(Stored data entries)
..............................

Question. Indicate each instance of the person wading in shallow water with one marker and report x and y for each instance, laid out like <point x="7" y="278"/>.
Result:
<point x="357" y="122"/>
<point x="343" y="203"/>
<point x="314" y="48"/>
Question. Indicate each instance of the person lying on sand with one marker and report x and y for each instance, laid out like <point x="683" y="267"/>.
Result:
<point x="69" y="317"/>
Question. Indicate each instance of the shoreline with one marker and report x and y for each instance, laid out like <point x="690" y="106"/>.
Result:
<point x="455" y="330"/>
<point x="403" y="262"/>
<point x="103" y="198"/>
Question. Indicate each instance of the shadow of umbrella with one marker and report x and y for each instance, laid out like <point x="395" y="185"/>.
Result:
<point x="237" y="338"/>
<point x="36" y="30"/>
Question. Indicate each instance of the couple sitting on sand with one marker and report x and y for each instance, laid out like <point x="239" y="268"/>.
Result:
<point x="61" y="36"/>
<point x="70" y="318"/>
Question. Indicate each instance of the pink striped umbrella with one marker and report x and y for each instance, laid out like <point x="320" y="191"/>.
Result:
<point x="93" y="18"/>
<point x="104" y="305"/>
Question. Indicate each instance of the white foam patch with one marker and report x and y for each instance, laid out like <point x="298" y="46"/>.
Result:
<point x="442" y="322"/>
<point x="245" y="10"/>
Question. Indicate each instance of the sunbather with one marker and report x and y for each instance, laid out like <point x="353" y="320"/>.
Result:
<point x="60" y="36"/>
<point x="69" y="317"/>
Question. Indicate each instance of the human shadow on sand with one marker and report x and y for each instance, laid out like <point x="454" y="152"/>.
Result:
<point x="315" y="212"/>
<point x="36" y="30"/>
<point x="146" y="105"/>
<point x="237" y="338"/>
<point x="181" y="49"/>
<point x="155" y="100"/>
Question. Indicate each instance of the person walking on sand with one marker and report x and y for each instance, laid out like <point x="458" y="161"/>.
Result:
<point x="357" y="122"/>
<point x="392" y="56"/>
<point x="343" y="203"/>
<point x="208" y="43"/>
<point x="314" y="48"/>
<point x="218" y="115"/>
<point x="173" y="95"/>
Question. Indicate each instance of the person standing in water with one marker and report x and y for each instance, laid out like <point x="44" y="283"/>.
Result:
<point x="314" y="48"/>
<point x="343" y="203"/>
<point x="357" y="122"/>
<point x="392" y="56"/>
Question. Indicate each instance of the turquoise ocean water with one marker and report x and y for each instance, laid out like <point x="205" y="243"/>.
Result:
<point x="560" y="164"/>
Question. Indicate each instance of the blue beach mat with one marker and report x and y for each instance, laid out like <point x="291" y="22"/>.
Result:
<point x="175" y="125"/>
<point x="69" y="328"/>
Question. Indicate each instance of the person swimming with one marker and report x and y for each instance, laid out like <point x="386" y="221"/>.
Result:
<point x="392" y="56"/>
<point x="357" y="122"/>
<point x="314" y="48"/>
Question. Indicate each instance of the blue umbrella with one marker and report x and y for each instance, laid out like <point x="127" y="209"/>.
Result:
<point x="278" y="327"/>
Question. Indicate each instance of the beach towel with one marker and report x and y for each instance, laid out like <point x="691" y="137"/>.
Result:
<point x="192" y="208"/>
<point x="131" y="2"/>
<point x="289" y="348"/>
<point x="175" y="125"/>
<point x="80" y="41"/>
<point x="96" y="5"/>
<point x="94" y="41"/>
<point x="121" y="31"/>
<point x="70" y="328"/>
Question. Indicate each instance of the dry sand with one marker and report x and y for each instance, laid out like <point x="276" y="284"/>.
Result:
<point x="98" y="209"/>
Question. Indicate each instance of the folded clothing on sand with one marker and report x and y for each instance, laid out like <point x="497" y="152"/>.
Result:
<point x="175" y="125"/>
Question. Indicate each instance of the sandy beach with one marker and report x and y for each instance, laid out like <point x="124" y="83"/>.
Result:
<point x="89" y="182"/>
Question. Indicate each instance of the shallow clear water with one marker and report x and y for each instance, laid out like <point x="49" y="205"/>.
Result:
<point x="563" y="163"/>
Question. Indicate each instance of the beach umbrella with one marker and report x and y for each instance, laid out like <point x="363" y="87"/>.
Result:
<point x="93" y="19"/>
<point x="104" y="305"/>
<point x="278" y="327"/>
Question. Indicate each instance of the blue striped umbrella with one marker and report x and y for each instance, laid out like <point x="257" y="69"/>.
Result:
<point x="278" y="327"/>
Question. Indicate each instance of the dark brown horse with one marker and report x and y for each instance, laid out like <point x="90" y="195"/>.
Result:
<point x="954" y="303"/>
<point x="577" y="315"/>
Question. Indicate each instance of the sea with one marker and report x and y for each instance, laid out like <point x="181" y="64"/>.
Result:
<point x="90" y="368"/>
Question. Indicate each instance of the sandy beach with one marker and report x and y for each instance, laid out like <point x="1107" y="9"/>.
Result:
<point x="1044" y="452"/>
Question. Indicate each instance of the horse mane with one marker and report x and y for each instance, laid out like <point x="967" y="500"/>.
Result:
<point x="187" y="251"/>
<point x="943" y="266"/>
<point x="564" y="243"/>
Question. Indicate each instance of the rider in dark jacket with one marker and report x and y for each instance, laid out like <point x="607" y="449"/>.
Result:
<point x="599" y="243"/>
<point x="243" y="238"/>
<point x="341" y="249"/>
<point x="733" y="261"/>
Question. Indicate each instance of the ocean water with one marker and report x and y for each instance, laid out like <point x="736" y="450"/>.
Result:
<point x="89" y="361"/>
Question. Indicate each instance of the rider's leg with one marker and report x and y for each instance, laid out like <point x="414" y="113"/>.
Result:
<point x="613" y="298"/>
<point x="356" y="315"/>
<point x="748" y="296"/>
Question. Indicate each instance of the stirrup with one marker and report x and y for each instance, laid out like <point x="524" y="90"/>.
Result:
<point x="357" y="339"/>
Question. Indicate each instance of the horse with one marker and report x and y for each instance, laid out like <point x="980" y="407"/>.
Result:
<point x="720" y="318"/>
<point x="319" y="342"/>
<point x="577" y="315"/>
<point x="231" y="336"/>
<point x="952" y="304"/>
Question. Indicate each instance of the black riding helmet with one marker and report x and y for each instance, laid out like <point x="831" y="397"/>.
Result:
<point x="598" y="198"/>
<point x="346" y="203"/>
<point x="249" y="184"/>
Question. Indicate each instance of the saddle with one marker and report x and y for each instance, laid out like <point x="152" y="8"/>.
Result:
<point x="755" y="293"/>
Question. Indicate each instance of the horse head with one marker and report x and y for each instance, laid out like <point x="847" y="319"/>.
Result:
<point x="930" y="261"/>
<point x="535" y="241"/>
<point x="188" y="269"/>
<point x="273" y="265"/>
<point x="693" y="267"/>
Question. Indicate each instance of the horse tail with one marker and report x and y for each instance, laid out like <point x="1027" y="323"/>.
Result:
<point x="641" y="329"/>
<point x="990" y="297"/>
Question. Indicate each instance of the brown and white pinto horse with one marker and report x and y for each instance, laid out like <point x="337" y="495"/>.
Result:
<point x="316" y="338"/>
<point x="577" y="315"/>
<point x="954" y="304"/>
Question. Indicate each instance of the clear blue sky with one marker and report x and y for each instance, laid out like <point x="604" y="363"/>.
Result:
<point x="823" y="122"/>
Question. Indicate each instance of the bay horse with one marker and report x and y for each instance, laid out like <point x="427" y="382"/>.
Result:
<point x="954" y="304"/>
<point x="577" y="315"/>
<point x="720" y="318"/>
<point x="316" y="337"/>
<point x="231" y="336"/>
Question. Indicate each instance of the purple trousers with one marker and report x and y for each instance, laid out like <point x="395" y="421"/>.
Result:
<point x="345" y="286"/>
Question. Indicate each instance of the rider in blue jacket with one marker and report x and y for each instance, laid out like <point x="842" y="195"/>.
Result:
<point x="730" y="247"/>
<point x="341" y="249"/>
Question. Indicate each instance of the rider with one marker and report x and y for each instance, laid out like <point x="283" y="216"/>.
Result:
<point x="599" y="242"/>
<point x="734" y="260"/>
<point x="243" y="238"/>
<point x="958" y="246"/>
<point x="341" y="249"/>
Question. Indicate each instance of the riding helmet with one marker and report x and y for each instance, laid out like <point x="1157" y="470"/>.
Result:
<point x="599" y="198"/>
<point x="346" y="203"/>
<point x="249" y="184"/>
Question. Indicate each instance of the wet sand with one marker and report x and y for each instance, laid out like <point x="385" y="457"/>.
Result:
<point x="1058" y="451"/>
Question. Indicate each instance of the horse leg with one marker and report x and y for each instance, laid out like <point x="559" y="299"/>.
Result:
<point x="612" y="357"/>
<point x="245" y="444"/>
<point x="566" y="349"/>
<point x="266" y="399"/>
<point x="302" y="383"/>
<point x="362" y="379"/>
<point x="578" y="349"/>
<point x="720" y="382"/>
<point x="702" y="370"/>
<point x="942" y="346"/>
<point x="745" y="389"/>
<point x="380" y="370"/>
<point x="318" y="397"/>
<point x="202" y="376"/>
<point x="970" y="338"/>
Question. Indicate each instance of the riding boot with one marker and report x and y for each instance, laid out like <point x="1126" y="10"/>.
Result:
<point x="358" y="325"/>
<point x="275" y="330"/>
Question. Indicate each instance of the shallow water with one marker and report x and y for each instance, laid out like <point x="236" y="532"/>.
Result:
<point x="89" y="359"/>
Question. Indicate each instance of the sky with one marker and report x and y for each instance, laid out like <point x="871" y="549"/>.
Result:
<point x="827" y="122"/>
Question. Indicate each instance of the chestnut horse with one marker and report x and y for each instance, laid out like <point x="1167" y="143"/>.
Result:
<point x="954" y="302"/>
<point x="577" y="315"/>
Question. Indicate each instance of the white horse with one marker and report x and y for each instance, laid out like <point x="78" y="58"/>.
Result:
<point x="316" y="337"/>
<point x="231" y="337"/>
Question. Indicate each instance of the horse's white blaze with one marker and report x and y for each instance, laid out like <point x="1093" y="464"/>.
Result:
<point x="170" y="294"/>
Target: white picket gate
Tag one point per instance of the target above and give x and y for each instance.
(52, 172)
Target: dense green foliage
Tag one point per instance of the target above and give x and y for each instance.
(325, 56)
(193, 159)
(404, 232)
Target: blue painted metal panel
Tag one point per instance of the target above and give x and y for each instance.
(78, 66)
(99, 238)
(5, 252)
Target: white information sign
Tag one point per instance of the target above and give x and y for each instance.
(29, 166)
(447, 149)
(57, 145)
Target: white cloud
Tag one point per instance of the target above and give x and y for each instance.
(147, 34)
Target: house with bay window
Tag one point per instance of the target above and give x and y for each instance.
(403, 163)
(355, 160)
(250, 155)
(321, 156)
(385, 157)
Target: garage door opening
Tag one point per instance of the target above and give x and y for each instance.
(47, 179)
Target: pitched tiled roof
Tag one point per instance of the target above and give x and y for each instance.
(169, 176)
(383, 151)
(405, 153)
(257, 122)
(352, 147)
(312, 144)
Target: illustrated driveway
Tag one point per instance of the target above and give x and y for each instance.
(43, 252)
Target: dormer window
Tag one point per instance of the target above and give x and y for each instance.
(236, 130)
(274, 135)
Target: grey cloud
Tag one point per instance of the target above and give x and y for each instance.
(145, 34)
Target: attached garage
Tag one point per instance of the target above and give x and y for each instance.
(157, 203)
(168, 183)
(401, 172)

..............................

● Problem description
What lines of the data contain the string "blue"? List them.

● Answer to this problem
Question. Indicate each instance of the blue beach mat with one marker and report x and y for each instance, laid out like <point x="291" y="22"/>.
Question. Indicate each instance of the blue umbrella with one marker and report x and y for each instance, laid out like <point x="127" y="209"/>.
Question. Indicate each instance of the blue striped umbrella with one marker and report x and y for each instance, laid out like <point x="257" y="69"/>.
Question. Indicate each instance of the clear blue sky with one marker and report x and y for each instance, laid out like <point x="604" y="363"/>.
Question. Indicate each instance of the rider in blue jacket with one marker and report x and y for each instance, laid out like <point x="842" y="195"/>.
Target: blue painted metal panel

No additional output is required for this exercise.